Request:
Please reproduce the data below word for word, keeping every line unchanged and in order.

Location labeling data
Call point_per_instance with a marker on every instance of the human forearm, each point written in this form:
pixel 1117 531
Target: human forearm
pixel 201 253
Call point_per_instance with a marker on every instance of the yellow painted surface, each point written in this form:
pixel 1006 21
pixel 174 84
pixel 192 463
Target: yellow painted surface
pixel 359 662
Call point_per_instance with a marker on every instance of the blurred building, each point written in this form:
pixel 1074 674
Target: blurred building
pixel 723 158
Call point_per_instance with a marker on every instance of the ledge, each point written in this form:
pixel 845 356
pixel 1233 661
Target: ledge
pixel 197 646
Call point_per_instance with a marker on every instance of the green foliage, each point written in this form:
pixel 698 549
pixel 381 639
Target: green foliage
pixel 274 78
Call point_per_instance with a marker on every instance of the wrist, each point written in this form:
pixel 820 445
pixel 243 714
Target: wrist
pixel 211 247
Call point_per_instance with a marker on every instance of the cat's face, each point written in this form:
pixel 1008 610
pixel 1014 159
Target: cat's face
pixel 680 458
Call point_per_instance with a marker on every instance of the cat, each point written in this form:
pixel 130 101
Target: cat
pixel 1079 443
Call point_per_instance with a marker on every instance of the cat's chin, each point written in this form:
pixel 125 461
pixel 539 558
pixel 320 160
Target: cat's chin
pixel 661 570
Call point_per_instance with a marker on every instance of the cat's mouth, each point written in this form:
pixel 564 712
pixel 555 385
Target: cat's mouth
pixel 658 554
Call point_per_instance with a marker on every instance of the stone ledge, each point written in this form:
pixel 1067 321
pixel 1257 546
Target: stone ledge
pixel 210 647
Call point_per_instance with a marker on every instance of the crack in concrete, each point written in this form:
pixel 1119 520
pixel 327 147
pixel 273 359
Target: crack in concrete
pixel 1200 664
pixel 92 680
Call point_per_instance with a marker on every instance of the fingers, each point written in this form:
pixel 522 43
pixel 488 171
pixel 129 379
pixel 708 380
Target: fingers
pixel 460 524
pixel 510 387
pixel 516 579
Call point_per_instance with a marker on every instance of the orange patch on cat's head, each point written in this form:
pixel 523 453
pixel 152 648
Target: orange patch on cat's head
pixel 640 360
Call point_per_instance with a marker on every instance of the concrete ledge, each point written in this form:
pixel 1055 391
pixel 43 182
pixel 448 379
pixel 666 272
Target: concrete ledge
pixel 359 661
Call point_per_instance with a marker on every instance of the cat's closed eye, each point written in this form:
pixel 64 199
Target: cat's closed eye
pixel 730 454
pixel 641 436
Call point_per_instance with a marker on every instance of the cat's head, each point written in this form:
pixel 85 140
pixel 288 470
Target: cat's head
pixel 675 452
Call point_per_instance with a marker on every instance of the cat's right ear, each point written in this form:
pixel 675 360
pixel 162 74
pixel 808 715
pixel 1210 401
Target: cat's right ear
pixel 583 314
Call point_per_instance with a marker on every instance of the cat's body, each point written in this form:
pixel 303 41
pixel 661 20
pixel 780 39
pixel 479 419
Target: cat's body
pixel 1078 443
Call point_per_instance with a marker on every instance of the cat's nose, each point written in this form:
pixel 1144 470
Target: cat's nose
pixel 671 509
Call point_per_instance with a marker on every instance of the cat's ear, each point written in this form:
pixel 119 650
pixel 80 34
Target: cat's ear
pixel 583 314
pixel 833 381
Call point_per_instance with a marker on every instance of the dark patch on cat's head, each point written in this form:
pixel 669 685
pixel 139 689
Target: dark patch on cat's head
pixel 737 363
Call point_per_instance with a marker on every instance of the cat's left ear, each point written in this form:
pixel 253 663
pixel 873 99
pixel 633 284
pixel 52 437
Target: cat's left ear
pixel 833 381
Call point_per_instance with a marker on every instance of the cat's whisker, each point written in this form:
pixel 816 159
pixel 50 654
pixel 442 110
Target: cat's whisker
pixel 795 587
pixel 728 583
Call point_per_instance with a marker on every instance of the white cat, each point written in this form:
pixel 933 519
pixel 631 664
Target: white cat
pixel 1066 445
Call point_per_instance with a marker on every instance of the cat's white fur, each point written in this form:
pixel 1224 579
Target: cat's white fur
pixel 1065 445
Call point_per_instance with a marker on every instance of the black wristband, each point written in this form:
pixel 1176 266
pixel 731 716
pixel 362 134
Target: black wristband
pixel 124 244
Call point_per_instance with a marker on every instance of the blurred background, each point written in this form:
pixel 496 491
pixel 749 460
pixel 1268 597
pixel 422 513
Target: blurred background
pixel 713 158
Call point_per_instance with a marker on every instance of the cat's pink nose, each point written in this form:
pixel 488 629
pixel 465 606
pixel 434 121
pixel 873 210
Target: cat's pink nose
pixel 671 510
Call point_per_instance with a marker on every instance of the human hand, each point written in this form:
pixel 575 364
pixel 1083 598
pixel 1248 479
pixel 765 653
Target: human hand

Written reply:
Call point_per_instance with a marker on every instance of the human forearm, each point written in this form:
pixel 1117 531
Target: human forearm
pixel 201 253
Call point_per_instance with a marker on every instance of the yellow painted surface, each point written in this form:
pixel 1006 21
pixel 174 84
pixel 192 463
Target: yellow painted surface
pixel 359 662
Call point_per_instance with a marker on every instance of the blurred building, each point written in this form:
pixel 1074 674
Target: blurred building
pixel 723 158
Call point_per_instance with a marker on every instance of the ledge, each point written in this form:
pixel 845 356
pixel 1233 661
Target: ledge
pixel 197 646
Call point_per_instance with a marker on every instance of the green foliage, each point written in this form:
pixel 698 549
pixel 381 639
Target: green foliage
pixel 274 78
Call point_per_instance with a marker on every instance of the wrist, each point written in this form:
pixel 820 445
pixel 243 714
Target: wrist
pixel 211 247
Call point_per_instance with a marker on every instance of the cat's face, each point written in this form:
pixel 1008 610
pixel 1014 159
Target: cat's face
pixel 680 458
Call point_per_instance with a marker on every instance of the cat, each point written in this form:
pixel 130 101
Target: cat
pixel 1079 443
Call point_per_instance with a marker on every instance of the cat's chin, each point written in this form:
pixel 125 461
pixel 539 558
pixel 320 160
Target: cat's chin
pixel 661 570
Call point_per_instance with a marker on every instance of the cat's mouth, each point written in this form:
pixel 564 712
pixel 555 385
Target: cat's mouth
pixel 658 554
Call point_per_instance with a marker on every instance of the stone ledge, each point written in this form:
pixel 1067 321
pixel 1257 546
Target: stone ledge
pixel 210 647
Call point_per_instance with a marker on every instance of the crack in concrete, each point written in this form:
pixel 1119 520
pixel 327 147
pixel 273 359
Target: crack in concrete
pixel 1200 664
pixel 92 680
Call point_per_instance with a marker on every instance of the fingers, each point written in this form:
pixel 522 43
pixel 488 171
pixel 129 379
pixel 708 380
Target: fingers
pixel 460 524
pixel 510 387
pixel 516 579
Call point_per_instance with a marker on every instance of the orange patch on cat's head, each point written in this form:
pixel 523 453
pixel 152 648
Target: orange patch on cat's head
pixel 640 360
Call point_per_instance with a marker on every instance of the concrete ledge, each point written in this form:
pixel 1055 391
pixel 43 182
pixel 448 379
pixel 666 272
Target: concrete ledge
pixel 359 661
Call point_per_instance with a marker on every instance of the cat's closed eye, each point written in this form:
pixel 64 199
Target: cat's closed eye
pixel 730 454
pixel 641 436
Call point_per_instance with a marker on every instance of the cat's head, each point written in this form:
pixel 85 140
pixel 288 470
Target: cat's head
pixel 675 452
Call point_per_instance with a marker on every instance of the cat's right ear, each point written in this form:
pixel 675 360
pixel 162 74
pixel 808 715
pixel 1210 401
Target: cat's right ear
pixel 583 314
Call point_per_instance with a marker on every instance of the cat's body, each point written in this form:
pixel 303 41
pixel 661 20
pixel 780 39
pixel 479 419
Target: cat's body
pixel 1078 443
Call point_per_instance with a marker on every instance of the cat's nose, each point written in this form:
pixel 1144 470
Target: cat's nose
pixel 671 509
Call point_per_instance with a marker on every instance of the cat's ear, each point written in this form:
pixel 119 650
pixel 80 34
Target: cat's ear
pixel 583 314
pixel 833 381
Call point_per_instance with a marker on every instance of the dark patch on cat's head, each point written in this form:
pixel 669 685
pixel 139 689
Target: dark patch on cat's head
pixel 737 363
Call point_per_instance with a marker on every instance of the cat's left ear, each point written in this form:
pixel 253 663
pixel 873 99
pixel 633 284
pixel 52 437
Target: cat's left ear
pixel 833 381
Call point_per_instance with a marker on every instance of the cat's whisker, each point written in this form:
pixel 816 159
pixel 50 654
pixel 442 110
Target: cat's whisker
pixel 795 587
pixel 728 583
Call point_per_instance with a marker on every instance of the white cat, each point written in this form:
pixel 933 519
pixel 631 664
Target: white cat
pixel 1066 445
Call point_per_instance with a marker on every instance of the cat's white fur, each point written in this form:
pixel 1224 579
Target: cat's white fur
pixel 1065 445
Call point_per_instance with a marker on every instance of the black wristband, each point written in this form:
pixel 1176 266
pixel 731 716
pixel 362 134
Target: black wristband
pixel 124 244
Call point_per_instance with a marker on every instance of the blurred background, each point written in this form:
pixel 496 491
pixel 749 460
pixel 1268 597
pixel 422 513
Target: blurred background
pixel 713 158
Call point_per_instance with a marker on every instance of the cat's pink nose, each point written in this form:
pixel 488 629
pixel 465 606
pixel 434 121
pixel 873 210
Target: cat's pink nose
pixel 671 510
Call point_per_instance with a marker on every instance of the human hand, each point written in this form:
pixel 575 364
pixel 1083 598
pixel 1248 479
pixel 765 653
Target: human hand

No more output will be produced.